===== DATA EXCERPTS =====

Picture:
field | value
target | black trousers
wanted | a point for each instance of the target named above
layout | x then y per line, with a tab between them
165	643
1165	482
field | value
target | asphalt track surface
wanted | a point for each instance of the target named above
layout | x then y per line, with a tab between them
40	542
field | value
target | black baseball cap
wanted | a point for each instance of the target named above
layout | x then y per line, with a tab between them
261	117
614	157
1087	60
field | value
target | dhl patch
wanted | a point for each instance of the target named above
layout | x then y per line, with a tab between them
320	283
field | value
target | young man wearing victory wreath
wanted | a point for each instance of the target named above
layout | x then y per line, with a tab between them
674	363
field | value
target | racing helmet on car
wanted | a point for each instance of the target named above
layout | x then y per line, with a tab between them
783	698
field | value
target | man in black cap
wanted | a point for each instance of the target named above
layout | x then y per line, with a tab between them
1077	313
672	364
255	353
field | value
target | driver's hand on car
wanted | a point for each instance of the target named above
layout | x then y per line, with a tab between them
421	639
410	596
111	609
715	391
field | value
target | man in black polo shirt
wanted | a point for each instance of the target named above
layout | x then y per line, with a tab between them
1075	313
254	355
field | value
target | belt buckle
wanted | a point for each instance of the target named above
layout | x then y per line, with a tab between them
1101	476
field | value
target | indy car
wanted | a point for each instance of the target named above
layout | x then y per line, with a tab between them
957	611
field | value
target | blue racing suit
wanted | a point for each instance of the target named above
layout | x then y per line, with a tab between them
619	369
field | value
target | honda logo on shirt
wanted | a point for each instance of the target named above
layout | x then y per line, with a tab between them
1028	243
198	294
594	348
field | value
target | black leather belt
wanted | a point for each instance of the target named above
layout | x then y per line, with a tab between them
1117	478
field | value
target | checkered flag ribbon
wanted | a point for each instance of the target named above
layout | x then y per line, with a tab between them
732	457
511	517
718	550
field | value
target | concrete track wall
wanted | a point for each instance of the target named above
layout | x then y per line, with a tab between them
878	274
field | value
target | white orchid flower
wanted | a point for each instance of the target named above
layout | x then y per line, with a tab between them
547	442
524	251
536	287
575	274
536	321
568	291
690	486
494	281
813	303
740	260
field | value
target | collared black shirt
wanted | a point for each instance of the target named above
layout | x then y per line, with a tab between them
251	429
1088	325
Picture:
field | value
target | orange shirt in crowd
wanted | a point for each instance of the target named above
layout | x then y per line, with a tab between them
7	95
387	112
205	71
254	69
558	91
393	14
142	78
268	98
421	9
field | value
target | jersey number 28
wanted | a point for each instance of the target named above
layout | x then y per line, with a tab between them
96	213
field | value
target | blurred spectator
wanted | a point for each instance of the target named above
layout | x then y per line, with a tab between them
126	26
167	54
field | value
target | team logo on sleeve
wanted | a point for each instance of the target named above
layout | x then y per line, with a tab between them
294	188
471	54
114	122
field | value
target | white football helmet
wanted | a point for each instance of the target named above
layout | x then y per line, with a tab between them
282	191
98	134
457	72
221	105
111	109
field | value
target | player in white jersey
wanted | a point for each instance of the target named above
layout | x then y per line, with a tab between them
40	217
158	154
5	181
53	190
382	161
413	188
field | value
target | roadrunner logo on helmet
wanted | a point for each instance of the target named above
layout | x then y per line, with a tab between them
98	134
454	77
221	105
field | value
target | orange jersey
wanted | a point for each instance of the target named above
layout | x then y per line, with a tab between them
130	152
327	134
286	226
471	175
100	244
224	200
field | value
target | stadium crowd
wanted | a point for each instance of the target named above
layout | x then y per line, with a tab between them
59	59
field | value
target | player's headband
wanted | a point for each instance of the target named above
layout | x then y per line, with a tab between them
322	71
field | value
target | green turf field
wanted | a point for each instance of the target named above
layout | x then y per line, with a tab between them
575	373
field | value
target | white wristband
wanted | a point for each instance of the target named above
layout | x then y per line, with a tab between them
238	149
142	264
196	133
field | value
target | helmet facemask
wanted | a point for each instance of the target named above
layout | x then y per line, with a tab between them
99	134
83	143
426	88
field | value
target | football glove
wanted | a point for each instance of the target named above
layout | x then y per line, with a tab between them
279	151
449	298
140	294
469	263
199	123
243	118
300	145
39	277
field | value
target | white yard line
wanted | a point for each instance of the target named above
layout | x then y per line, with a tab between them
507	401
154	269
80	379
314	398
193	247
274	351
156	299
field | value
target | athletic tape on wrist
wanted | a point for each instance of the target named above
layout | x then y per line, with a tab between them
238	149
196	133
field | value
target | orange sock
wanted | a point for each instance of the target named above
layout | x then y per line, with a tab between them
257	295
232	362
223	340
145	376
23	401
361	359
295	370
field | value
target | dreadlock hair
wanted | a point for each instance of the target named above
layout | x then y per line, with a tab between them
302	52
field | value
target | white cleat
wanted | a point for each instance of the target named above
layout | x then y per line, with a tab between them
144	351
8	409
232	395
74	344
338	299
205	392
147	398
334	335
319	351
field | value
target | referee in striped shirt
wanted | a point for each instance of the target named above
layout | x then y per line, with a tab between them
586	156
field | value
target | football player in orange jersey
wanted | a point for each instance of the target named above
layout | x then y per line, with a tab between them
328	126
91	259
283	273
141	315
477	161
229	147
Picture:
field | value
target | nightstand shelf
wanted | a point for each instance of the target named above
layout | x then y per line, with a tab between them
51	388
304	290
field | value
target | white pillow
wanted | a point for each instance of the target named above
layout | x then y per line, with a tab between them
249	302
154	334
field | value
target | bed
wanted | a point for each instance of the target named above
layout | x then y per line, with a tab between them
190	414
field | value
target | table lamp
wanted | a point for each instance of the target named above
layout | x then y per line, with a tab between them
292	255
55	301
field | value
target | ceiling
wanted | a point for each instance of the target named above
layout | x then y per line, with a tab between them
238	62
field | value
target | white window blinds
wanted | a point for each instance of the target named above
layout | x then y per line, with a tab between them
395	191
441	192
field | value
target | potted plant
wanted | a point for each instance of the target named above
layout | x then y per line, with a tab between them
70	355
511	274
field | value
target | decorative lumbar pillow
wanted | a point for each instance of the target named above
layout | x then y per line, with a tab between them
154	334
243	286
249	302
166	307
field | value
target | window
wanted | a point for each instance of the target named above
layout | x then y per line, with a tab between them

=====

## WORK TO BE COMPLETED
Please quote every record above exactly as it appears.

## EXERCISE ANSWER
Picture:
field | value
target | black trousers
wanted | a point for each instance of the target named above
layout | x then y per line, with a tab between them
165	643
1165	482
field | value
target | asphalt track surface
wanted | a point for each instance of the target named above
layout | x then y per line, with a tab between them
40	542
field | value
target | black baseball cap
wanted | a point for each instance of the target named above
layout | x then y per line, with a tab between them
261	117
614	157
1087	60
field | value
target | dhl patch
wanted | a point for each instance of the target named above
layout | x then y per line, with a tab between them
320	283
field | value
target | young man wearing victory wreath
wanted | a point for each instance of the target named above
layout | x then y per line, with a tab between them
674	363
field | value
target | racing helmet on car
wanted | a point for each instance of the target named above
layout | x then y per line, with a tab between them
783	698
field | value
target | man in black cap
wanted | a point for each instance of the target named above
layout | x then y per line, with a tab between them
1077	313
672	364
255	353
field | value
target | driver's hand on car
wanted | a point for each instance of the target named above
layout | x then y per line, with a tab between them
421	639
410	596
111	609
715	391
field | value
target | man in black polo shirt
wanted | a point for each instance of the target named above
layout | x then y per line, with a tab between them
1075	313
254	355
field | value
target | belt buckle
wanted | a point for each instance of the target named above
layout | x then y per line, with a tab between them
1101	476
field | value
target | indy car
wanted | a point for each instance of the target named above
layout | x then y per line, with a tab between them
957	611
field | value
target | blue racing suit
wanted | a point for each instance of the target named above
layout | x then y per line, with a tab between them
619	369
field | value
target | honda logo on shirt
wanted | a point for each instance of the target named above
layout | x then y per line, with a tab between them
1028	243
198	294
594	348
field | value
target | black leather belt
wanted | a point for each instance of the target named above
layout | x then y per line, with a tab between them
1117	478
field | value
target | checkered flag ribbon
wanted | a point for each instance of the target named above
layout | x then y per line, with a tab between them
732	457
511	517
718	550
field | value
target | concrete track wall
wanted | a point for each instance of the target named above
layout | x then y per line, with a tab between them
878	274
field | value
target | white orchid flower
wanted | a point for each instance of the target named above
layout | x then y per line, with a tab between them
547	442
524	251
536	287
575	274
536	321
568	291
690	486
494	281
813	303
740	260
field | value
target | collared black shirt
wanted | a point for each instance of the target named above
layout | x then y per line, with a tab between them
251	429
1088	325
Picture:
field | value
target | orange shirt in crowd
wanted | a point for each instance of the target named above
layout | x then y per line, with a tab between them
7	95
387	112
205	71
254	69
558	91
393	14
142	78
268	98
421	9
field | value
target | jersey number 28
wanted | a point for each instance of the target named above
layout | x then y per line, with a tab between them
96	213
field | value
target | blurred spectator
wanted | a point for each instance of the target named above
layout | x then y per line, with a tab between them
126	26
167	54
field | value
target | team logo on sleeve
wanted | a point for each instance of the target named above
layout | x then y per line, with a tab between them
294	188
471	54
114	122
field | value
target | white football helmet
wanted | a point for each instance of the target named above
layout | x then y per line, with a tab between them
282	191
98	134
457	72
221	105
111	109
field | value
target | player in white jersey
wanted | a point for each instance of the target named above
layout | x then y per line, with a tab between them
40	217
158	154
5	181
53	190
382	161
413	188
field | value
target | roadrunner logo on helmet
wanted | a point for each instance of the target named above
layout | x then y per line, with a tab between them
98	134
454	77
221	105
field | value
target | orange jersey
wanted | a point for each instance of the target named above
layout | x then y per line, with a tab between them
130	152
327	134
286	226
471	175
100	244
224	200
field | value
target | stadium crowd
wanted | a point for each instance of the target named above
layout | x then y per line, with a tab between them
59	59
field | value
target | player's headband
wanted | a point for each instance of the target named above
layout | x then y per line, with a tab between them
322	71
field | value
target | green turf field
wanted | a point for each instance of the target named above
layout | x then y per line, with a tab between them
575	373
field | value
target | white wristband
wanted | a point for each instance of the target named above
layout | x then y per line, with a tab between them
238	149
142	264
196	133
field | value
target | helmet facemask
wanted | a point for each instance of the target named above
layout | x then y per line, with a tab between them
99	134
83	143
426	88
field | value
target | football glove
wanted | a point for each instance of the target named above
layout | x then y per line, with a tab between them
279	151
449	298
140	294
469	263
199	123
243	118
300	145
39	277
field | value
target | white yard line
wanted | a point for each instance of the target named above
layout | x then y per line, with a tab between them
507	401
154	269
80	379
314	398
193	247
274	351
156	299
field | value
target | athletic tape on wrist
wanted | a point for each instance of the target named above
layout | x then y per line, with a tab between them
238	149
196	133
field | value
target | orange sock
wanted | a point for each instance of the target named above
layout | x then y per line, with a tab between them
257	295
232	362
223	340
145	376
23	401
361	359
295	370
field | value
target | dreadlock hair
wanted | a point for each instance of the target named above
layout | x then y per line, with a tab between them
302	52
field | value
target | white cleat
wanted | a point for each instance of the target named above
layout | x then y per line, with a tab between them
144	351
8	409
232	395
74	344
338	299
205	392
147	398
334	335
319	351
field | value
target | referee in striped shirt
wanted | a point for each instance of the target named above
layout | x then y per line, with a tab between them
586	156
field | value
target | football player in orange jersey
wanted | a point for each instance of the target named above
layout | x then y per line, with a tab between them
328	126
91	259
283	273
141	315
477	161
229	147
Picture:
field | value
target | nightstand shelf
wanted | a point for each instance of the target named above
layout | x then y per line, with a tab between them
51	388
304	290
field | value
target | white pillow
wanted | a point for each instance of the target named above
layout | x then y per line, with a tab between them
249	302
154	334
field | value
target | bed
wanted | a point for each instance of the target named above
layout | x then y per line, with a tab between them
190	414
field | value
target | table lamp
wanted | a point for each instance of the target named above
layout | x then y per line, with a tab between them
292	255
55	301
field | value
target | ceiling
wanted | a point for each instance of the target named above
layout | x then y per line, with a tab between them
238	62
field | value
target | white window blinds
wanted | a point for each instance of the target named above
layout | x then y per line, with a tab between them
395	191
441	192
field | value
target | potted plant
wanted | a point for each instance of the target named above
layout | x then y per line, with a tab between them
70	355
511	274
field | value
target | decorative lumbar pillow
wanted | a point for each instance of the target named above
layout | x then y per line, with a tab between them
154	334
243	286
249	302
166	307
field | value
target | window
wanted | a point for each instance of the target named above
layout | x then y per line, with a tab between them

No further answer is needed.